Cuando converso con personas conocidas o no, aún poniendo al margen nuestro derecho a la libertad, todos coincidimos en nunca haber imaginado un estado caótico como el que se vive en estos momentos.
Nos quejábamos, es cierto, de la mísera alimentación, de la escasez de agua, de la falta de medicamentos, del quiebre del transporte; sólo los analíticos se percataban de las consecuencias que traería el desequilibrio monetario del mal llamado reordenamiento, que robó a la cara tantos años de ahorros y austeridad de los trabajadores...
Pero hasta el más necesitado mantenía en casa su hornillita eléctrica para cocinar lo que aparecía por ahí luego de agotada la cuota básica que, dicho sea de paso, se distribuía religiosamente todos los primeros días de cada mes.
A nadie le faltaba, aunque fuera, un ventiladorcito ruso con que refrescar un poco su cama por las noches en nuestro eterno verano.

## La tarea
Continúa el fragmento sobre las carencias de la vida cotidiana a partir de su última oración.

## Líneas registradas

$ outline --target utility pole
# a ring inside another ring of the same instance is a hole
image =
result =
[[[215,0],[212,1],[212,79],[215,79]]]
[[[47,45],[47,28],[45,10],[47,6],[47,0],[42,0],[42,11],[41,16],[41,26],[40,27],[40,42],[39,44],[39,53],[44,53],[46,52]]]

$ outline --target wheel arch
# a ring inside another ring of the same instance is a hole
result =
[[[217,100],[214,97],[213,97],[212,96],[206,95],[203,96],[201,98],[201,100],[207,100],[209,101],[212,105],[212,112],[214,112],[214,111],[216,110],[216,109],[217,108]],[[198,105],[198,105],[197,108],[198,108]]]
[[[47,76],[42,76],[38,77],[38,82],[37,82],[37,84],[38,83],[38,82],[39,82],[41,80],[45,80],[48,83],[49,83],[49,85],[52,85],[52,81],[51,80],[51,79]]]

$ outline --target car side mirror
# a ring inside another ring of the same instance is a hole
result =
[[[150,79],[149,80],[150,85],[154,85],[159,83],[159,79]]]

* * *

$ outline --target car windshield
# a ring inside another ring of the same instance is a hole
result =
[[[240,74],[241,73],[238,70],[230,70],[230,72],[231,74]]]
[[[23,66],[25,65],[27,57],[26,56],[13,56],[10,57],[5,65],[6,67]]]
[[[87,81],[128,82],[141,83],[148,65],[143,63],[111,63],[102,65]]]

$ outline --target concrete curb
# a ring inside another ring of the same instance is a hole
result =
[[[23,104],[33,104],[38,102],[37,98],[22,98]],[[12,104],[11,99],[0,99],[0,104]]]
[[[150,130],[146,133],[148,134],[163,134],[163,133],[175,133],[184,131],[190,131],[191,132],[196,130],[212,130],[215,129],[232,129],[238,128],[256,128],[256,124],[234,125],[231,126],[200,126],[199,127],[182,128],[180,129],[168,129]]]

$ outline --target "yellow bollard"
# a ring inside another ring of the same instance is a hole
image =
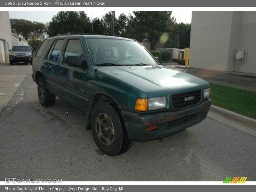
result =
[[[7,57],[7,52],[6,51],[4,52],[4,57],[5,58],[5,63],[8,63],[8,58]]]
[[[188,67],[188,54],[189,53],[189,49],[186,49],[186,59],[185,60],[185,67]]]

## Ejercicio resuelto
Sin embargo, el colapso eléctrico total que está a las puertas, nos abocaría a situaciones tan extremas, que ningún analista será capaz de predecir. Los hogares con enfermos encamados o con niños pequeños; los hospitales sin recursos de urgencias; la improductividad generalizada que se sumará a todas las carencias vitales de la población, puede llevar la mendicidad extrema de muchos ciudadanos al suicidio, al asalto, la violencia, que terminaría en el estallido social sin precedentes de una Tianamén nacional, la anarquía de Haití o, hasta quizás, un ajuste de cuenta a lo rumano.
Por eso, ante la destrucción y ruina de las estructuras del sistema de gobierno, hago un llamado a la presidencia del país para conversar con el pueblo, que es a fin de cuentas la contraparte afectada.
Este acuerdo no admitirá cómo se quedarían al frente del gobierno para solucionar los problemas, sino cómo se irían, pacíficamente, para que nosotros, el pueblo, los resolvamos.